▶ **Aim of the exercise**: Copy out the material from the line with "In the photo above, where can the man's ear" up to and including the line with "point(125, 214)", requests and all, and increase every coordinate in the answer points by 53.

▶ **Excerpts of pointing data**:

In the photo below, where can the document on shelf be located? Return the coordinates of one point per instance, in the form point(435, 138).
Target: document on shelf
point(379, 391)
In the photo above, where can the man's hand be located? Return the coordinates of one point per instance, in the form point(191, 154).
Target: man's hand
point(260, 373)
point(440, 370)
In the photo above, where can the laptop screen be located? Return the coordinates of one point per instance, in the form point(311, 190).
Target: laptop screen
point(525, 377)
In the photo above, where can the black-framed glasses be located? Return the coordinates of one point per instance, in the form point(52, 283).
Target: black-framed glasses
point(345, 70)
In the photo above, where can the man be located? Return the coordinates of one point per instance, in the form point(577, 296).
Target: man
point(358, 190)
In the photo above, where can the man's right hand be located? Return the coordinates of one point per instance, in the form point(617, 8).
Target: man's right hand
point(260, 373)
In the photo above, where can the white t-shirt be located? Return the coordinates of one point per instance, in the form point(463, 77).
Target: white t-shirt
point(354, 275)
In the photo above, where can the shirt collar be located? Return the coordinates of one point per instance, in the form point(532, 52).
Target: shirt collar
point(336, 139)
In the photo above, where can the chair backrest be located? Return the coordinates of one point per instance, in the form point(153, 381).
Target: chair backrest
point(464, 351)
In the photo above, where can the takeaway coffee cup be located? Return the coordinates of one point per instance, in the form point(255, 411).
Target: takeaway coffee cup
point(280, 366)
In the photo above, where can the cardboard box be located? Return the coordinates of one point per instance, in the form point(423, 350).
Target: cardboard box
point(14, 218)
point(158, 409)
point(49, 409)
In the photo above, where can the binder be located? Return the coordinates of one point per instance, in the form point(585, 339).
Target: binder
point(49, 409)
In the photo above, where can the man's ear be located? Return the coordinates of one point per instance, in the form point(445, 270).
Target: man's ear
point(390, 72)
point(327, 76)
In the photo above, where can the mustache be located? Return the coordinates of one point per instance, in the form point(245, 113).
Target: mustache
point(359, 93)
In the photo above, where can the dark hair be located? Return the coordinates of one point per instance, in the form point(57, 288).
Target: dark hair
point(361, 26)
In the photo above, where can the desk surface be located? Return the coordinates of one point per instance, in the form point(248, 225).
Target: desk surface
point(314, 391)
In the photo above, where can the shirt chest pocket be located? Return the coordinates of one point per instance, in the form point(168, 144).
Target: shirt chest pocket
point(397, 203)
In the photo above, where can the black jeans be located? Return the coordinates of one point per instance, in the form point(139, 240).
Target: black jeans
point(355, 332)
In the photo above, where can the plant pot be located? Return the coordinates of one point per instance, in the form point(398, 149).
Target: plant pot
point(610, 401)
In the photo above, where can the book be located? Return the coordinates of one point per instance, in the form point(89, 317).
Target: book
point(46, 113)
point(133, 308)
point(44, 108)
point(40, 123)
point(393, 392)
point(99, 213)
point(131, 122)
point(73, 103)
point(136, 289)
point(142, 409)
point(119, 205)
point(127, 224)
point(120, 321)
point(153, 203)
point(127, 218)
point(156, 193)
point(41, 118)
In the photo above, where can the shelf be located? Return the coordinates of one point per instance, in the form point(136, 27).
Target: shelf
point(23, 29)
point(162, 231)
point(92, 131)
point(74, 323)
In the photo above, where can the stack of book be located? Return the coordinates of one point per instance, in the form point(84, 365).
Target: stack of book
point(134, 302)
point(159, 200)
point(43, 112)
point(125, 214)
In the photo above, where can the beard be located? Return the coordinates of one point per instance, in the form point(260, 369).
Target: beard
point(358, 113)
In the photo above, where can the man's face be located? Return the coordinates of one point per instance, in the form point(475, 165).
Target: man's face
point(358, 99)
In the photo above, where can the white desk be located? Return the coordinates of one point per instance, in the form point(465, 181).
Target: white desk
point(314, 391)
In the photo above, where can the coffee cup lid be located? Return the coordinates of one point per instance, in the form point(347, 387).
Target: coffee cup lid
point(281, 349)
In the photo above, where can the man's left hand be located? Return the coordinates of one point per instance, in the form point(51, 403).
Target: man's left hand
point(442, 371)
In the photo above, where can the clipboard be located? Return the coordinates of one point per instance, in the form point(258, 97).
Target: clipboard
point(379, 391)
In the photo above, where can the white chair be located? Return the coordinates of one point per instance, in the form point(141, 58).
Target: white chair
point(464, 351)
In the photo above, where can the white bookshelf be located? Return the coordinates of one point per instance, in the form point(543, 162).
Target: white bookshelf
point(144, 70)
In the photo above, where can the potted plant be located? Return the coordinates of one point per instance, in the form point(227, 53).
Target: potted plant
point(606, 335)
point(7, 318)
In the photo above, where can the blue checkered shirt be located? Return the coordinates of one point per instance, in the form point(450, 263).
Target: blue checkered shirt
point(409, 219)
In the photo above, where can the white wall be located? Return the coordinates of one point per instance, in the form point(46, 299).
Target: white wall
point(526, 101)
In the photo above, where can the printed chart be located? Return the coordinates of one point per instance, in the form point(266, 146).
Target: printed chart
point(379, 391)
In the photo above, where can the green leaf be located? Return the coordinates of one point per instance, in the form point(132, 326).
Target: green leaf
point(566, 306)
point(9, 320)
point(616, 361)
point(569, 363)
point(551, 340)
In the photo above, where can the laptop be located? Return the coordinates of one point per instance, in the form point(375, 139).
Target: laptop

▶ **Exercise output**:
In the photo above, where can the man's ear be located? Return the coordinates of one point per instance, in the form point(445, 270).
Target: man's ear
point(443, 125)
point(380, 129)
In the photo above, where can the mustache be located? Return the coordinates of one point per instance, in the form point(245, 113).
Target: mustache
point(412, 146)
In the photo above, where can the dark hair be located? Return the coordinates of one point per instance, in the form point(57, 288).
Target: dark hair
point(414, 79)
In the photo above, where can the desk surface be located? Return the coordinates of one point per instance, in the form point(248, 225).
Target: desk surface
point(367, 444)
In the photo above, where can the shirt chest pocket be located? Return the coordinates of one point per instance, in the form point(168, 144).
Target: shirt chest pocket
point(450, 256)
In the photo above, where can the black jeans be located? Return the coordinates of one point per instance, in the form point(139, 240).
Target: black jeans
point(408, 385)
In the photo above, where can the plant pot be located? Return the coordinates of one point per instance, in the form point(398, 149).
Target: plant pot
point(663, 454)
In the photo above, where can the book be located? Return the coordinates of one point per instance, in the form point(89, 317).
Target: book
point(99, 166)
point(186, 361)
point(97, 161)
point(93, 176)
point(446, 445)
point(152, 266)
point(184, 175)
point(126, 156)
point(189, 342)
point(195, 462)
point(172, 258)
point(180, 277)
point(173, 374)
point(206, 256)
point(180, 271)
point(209, 246)
point(94, 171)
In the photo above, where can the shelf be located? Return the coordinates of one point per instance, in the form point(136, 27).
Target: shelf
point(76, 82)
point(215, 284)
point(145, 184)
point(127, 376)
In the photo above, where can the stack of book be located? Return the coordinates of one point per instance, in the form point(84, 365).
Target: stack of book
point(187, 355)
point(212, 253)
point(96, 165)
point(178, 267)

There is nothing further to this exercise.